| Data supplied |

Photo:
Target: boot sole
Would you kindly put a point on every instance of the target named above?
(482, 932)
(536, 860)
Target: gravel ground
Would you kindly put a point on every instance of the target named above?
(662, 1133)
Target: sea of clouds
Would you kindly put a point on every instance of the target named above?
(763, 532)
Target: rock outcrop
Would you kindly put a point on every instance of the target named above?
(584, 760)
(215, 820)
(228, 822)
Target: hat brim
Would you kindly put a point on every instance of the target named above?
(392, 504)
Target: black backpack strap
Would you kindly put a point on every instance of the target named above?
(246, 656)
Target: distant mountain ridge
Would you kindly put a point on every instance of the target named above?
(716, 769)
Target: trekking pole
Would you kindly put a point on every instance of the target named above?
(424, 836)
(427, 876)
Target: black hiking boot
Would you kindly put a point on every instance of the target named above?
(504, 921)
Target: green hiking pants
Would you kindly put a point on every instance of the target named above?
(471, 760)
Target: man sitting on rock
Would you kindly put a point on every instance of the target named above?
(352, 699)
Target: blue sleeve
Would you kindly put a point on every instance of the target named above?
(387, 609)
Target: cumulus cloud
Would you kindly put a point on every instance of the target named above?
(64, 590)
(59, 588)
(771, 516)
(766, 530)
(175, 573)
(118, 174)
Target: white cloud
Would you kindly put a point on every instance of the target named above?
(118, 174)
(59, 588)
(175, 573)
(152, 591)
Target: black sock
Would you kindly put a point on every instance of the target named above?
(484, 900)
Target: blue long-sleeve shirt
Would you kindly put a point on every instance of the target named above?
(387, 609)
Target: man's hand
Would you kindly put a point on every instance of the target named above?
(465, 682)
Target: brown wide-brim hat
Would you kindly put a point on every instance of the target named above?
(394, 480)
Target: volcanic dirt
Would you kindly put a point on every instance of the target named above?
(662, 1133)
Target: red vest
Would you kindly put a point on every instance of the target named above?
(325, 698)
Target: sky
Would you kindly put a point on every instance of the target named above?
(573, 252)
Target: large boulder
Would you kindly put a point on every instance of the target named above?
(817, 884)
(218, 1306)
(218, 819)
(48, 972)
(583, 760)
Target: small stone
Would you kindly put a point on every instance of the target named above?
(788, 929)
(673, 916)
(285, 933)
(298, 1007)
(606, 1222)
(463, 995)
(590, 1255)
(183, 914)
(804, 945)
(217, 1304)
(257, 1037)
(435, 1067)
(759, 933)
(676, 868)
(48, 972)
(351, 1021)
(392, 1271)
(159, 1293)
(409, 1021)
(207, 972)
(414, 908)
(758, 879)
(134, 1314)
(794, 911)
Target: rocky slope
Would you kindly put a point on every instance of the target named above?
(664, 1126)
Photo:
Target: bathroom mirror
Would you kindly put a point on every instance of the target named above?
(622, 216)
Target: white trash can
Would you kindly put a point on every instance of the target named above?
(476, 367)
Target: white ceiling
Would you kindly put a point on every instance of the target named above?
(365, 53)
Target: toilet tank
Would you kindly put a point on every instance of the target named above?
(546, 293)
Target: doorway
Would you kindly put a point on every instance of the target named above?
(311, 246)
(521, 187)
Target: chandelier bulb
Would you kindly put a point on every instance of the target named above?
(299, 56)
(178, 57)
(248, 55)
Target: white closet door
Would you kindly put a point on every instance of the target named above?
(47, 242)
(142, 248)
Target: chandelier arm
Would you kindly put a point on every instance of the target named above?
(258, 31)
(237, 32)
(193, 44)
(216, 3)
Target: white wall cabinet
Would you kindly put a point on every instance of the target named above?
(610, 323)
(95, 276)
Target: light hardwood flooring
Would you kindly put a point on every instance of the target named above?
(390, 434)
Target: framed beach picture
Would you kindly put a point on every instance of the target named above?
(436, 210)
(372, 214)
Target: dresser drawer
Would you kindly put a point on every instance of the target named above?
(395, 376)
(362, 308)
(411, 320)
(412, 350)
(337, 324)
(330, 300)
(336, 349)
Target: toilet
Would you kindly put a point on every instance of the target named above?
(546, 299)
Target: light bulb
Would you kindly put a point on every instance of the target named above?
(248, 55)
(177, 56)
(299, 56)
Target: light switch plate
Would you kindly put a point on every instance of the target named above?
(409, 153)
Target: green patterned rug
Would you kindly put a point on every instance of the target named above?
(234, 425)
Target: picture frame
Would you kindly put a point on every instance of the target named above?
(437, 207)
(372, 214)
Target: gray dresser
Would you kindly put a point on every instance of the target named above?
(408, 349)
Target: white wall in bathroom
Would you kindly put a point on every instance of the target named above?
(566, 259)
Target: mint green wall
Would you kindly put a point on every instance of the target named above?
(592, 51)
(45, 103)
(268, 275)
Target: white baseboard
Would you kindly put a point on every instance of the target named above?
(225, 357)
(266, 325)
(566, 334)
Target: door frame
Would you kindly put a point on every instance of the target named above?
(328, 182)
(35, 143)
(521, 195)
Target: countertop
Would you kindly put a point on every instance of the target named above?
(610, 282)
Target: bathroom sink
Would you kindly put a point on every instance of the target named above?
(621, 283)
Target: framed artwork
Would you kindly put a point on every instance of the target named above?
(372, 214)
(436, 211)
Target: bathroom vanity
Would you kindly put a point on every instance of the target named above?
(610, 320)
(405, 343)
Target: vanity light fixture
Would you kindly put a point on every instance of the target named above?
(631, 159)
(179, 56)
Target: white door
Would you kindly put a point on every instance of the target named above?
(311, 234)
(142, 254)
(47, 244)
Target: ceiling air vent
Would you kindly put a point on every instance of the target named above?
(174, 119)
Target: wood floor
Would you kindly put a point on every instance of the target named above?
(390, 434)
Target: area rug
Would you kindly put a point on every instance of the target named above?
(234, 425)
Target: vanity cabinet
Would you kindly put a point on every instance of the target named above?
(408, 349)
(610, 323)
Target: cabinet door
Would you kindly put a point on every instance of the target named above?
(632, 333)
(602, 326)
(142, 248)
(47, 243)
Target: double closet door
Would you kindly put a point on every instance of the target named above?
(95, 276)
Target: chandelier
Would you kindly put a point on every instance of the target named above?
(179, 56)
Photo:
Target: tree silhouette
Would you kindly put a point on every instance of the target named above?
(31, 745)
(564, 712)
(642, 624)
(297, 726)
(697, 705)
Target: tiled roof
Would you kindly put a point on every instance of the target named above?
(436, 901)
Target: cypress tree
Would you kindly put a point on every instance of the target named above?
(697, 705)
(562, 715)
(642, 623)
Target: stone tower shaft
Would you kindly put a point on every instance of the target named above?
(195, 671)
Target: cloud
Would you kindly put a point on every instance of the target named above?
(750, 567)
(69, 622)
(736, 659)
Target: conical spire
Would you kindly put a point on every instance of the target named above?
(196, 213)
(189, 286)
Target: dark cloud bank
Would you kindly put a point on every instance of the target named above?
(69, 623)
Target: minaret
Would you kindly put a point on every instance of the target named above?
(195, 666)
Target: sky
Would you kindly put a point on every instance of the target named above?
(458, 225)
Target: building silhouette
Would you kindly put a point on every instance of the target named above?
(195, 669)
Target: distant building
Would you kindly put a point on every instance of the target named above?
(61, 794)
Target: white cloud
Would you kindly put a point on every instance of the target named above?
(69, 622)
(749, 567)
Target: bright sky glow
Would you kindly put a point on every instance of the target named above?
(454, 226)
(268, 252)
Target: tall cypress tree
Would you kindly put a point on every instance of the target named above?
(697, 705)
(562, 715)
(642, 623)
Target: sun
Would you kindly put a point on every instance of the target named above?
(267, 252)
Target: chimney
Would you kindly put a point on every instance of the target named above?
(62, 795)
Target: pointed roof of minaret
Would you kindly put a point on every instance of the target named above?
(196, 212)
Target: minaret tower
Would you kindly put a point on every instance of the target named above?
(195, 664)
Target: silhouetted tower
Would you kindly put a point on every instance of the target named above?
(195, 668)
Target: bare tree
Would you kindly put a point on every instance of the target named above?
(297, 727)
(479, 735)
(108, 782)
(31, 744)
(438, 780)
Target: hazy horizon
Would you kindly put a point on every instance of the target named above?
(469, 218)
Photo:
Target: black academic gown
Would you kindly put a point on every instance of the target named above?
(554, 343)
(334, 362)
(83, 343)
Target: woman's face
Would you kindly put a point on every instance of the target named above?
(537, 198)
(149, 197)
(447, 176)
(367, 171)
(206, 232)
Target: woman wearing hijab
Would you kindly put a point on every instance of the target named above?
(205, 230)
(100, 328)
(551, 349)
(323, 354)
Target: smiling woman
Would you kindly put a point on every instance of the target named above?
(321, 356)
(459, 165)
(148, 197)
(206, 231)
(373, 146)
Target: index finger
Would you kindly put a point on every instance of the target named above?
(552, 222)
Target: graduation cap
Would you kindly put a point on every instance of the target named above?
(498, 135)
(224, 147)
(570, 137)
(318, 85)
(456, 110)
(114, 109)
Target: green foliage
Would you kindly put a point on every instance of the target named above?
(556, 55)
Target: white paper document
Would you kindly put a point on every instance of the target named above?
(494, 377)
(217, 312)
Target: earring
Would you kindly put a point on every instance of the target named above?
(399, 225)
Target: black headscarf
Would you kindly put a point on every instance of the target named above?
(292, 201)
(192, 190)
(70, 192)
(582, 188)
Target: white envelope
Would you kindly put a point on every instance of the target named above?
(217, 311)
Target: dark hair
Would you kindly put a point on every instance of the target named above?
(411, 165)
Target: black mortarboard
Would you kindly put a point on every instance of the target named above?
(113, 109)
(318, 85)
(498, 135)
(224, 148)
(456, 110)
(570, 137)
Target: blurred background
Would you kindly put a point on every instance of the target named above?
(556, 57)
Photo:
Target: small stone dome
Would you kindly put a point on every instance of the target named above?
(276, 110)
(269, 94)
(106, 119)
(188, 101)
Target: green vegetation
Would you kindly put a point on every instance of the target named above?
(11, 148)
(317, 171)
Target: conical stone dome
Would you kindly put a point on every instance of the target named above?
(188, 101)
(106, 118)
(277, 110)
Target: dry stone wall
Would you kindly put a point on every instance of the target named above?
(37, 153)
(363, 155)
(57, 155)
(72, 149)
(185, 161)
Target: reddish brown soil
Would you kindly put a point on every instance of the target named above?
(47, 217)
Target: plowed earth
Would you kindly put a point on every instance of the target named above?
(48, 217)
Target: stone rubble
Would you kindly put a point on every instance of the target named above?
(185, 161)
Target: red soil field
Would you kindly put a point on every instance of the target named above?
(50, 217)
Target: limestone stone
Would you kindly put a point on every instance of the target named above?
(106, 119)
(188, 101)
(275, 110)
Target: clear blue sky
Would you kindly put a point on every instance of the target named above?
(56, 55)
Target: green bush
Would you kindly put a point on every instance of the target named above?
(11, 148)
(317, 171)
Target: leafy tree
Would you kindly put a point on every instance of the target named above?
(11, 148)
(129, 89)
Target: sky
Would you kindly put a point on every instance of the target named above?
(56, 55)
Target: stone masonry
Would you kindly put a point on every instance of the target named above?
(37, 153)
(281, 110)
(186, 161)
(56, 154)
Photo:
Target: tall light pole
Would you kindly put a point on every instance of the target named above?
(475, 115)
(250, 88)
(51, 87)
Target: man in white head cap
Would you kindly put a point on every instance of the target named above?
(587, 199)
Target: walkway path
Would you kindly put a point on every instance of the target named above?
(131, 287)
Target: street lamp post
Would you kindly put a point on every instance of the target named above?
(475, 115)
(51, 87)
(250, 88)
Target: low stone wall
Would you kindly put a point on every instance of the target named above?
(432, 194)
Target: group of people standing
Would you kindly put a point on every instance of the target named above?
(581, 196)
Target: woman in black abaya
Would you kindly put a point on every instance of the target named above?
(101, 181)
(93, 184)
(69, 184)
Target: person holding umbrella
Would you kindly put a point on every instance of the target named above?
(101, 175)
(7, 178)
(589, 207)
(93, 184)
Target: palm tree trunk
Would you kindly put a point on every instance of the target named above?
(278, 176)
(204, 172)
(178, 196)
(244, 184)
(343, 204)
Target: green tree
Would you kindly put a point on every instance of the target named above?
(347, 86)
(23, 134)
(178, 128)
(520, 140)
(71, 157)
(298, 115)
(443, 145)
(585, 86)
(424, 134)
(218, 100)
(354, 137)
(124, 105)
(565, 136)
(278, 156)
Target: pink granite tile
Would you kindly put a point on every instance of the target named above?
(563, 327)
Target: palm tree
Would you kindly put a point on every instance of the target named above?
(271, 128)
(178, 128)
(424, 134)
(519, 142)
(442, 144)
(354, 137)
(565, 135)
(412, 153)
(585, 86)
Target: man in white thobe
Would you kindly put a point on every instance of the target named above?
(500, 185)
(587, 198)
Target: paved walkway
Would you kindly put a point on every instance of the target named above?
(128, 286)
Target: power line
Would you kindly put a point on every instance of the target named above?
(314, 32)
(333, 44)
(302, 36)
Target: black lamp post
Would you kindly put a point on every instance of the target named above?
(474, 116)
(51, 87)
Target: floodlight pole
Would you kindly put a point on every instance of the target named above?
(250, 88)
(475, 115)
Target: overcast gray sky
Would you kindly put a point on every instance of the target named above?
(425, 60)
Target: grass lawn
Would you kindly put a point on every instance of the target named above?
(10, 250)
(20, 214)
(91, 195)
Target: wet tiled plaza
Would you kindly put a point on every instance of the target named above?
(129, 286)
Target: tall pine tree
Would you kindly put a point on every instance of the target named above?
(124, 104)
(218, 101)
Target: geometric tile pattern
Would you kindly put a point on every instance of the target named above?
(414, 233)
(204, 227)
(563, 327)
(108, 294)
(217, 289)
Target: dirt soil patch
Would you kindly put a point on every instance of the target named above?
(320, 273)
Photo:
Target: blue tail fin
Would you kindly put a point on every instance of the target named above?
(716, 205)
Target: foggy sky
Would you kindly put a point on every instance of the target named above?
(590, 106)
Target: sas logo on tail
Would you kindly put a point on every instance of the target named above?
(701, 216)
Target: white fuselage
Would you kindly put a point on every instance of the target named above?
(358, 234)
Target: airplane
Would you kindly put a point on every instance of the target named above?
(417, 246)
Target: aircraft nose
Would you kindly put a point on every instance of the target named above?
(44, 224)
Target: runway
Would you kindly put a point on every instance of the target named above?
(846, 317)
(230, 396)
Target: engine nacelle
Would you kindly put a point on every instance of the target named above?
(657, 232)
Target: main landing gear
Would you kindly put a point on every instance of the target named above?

| Exercise objective |
Beginning with the line above that contains "Target: dark hair", copy each line exactly up to and including the line that contains "Target: stone rubble", and go no further.

| Task response |
Target: dark hair
Would you kindly put a point on every instance of the target named above?
(411, 165)
Target: black mortarboard
Would you kindly put a point on every instance of the target named above?
(113, 109)
(318, 85)
(498, 135)
(224, 148)
(456, 110)
(570, 137)
Target: blurred background
Would you kindly put a point on every instance of the target named above?
(556, 57)
Photo:
Target: small stone dome
Would you kindly put a point on every instance of the target named above?
(276, 110)
(269, 94)
(106, 119)
(188, 101)
Target: green vegetation
Would you kindly put a point on every instance of the target named above?
(11, 148)
(317, 171)
Target: conical stone dome
Would you kindly put a point on every instance of the target named above?
(188, 101)
(106, 118)
(277, 110)
Target: dry stone wall
Would you kindly put a point on every instance of the target named above?
(37, 153)
(363, 155)
(57, 155)
(72, 149)
(185, 161)
Target: reddish brown soil
Would you kindly put a point on every instance of the target named above?
(47, 217)
Target: plowed earth
Would you kindly put a point on every instance of the target named above?
(48, 217)
Target: stone rubble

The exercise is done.